Excerpt:

######

I think you have to pay $2K for the software.

Anybody used it/have experience one way or another?

Thanks,
PJJ
post #2 of 27
You don't need special software! You just pay half your mortgage every 2 weeks or send in one extra payment a year. Easy-peasy! Just make sure there isn't a prepayment penalty on your mortgage.
post #3 of 27
Thread Starter 

Thanks

Yes, that takes 7 years off--I was looking for the pay off in 7 years. My mortgage company makes it painful to pay every two weeks and will only accept the bi-weekly if another company does it and I have to pay the fees associated.

I am specifically talking about paying in a timed manner software.

Thanks again.
post #4 of 27
From what I understand that is more of a scam.

Good luck on finding something helpful!
post #5 of 27
Quote:
Originally Posted by PJJ View Post
Does anyone know about that program where you can pay at certain times, without really paying anything more to pay your mortgage off in 7 years.
I tried to do a search on this to see what you were talking about, but I didn't find anything.

This doesn't make any sense really. If I multiply my monthly payment x 12mo x 7 years, I only get <50% of my principal. So it would be impossible to pay off my mortgage without paying any extra with 7 years of payments even with NO interest.
post #6 of 27
I have alarm bells going off in my head. $2,000 to help you pay off your mortgage in 7 years without really paying extra sounds too good to be true and probably is. Have you googled the software name?

I'd put my money on it being a scam.

######

Records supplied:
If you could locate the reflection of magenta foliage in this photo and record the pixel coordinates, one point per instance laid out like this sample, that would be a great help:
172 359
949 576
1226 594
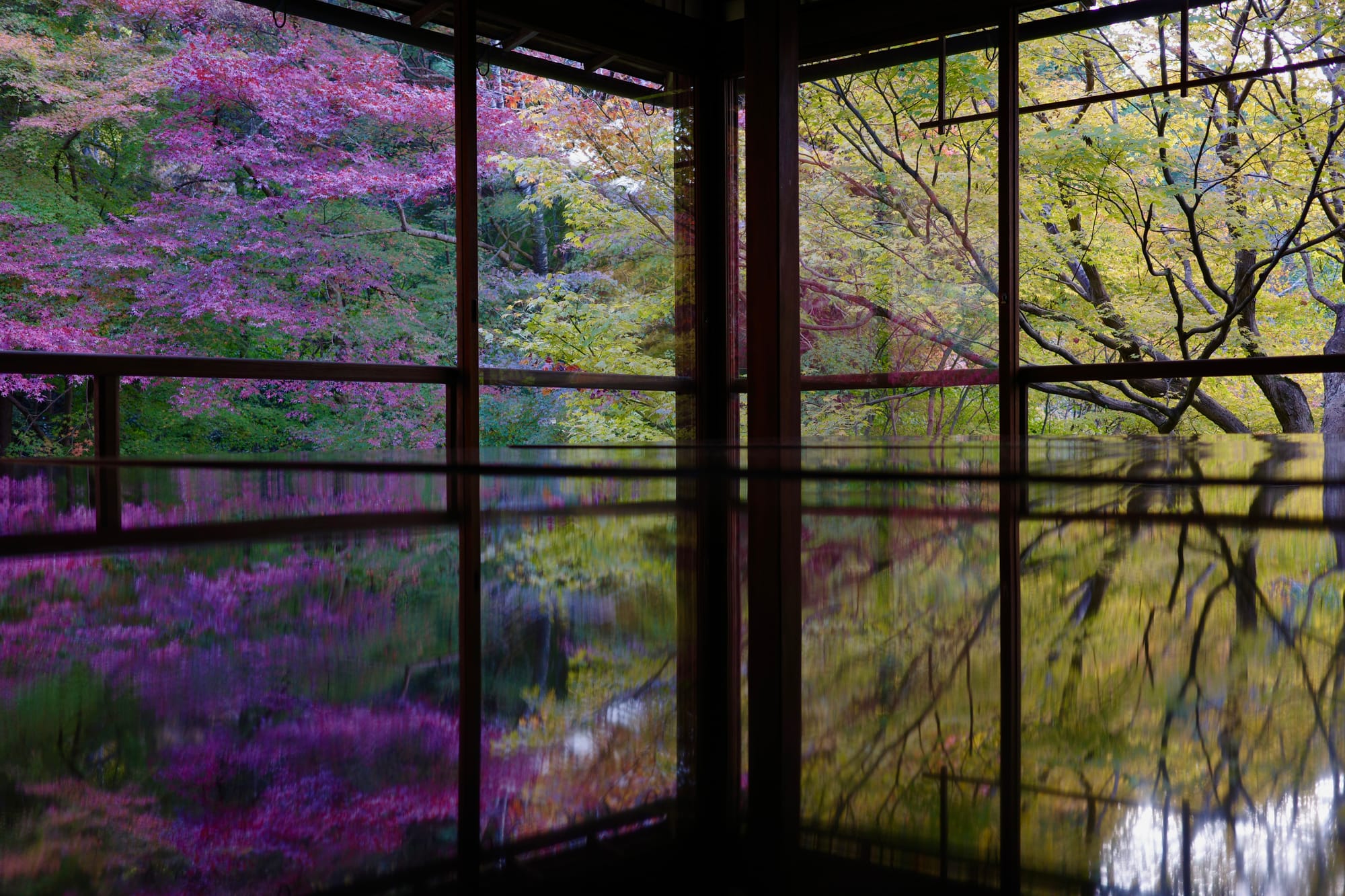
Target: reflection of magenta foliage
318 791
32 503
229 719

######

Exercise prompt:
In the mortgage forum thread, what does post #2 say to confirm your mortgage doesn't have?

Finished exercise:
A prepayment penalty.